MATERIAL FOR THE TASK:
•••
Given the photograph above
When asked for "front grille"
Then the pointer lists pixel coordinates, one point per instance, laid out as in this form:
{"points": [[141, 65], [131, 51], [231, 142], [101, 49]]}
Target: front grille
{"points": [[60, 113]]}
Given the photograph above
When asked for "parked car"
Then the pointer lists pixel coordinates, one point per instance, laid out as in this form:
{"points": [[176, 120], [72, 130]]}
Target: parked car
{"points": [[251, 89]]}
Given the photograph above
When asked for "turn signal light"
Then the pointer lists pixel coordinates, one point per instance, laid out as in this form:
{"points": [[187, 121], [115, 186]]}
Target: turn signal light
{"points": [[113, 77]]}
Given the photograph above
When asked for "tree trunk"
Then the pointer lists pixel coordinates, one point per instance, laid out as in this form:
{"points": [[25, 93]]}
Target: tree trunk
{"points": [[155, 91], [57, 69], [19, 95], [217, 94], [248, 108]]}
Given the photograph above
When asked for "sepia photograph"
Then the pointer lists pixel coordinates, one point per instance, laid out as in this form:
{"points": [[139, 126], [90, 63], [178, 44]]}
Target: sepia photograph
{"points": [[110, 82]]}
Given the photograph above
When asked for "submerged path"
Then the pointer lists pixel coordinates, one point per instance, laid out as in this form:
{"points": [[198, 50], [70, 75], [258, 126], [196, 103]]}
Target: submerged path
•••
TASK OBJECTIVE:
Count the lines of the material above that contain "When"; your reply is that number and no more.

TASK OUTPUT:
6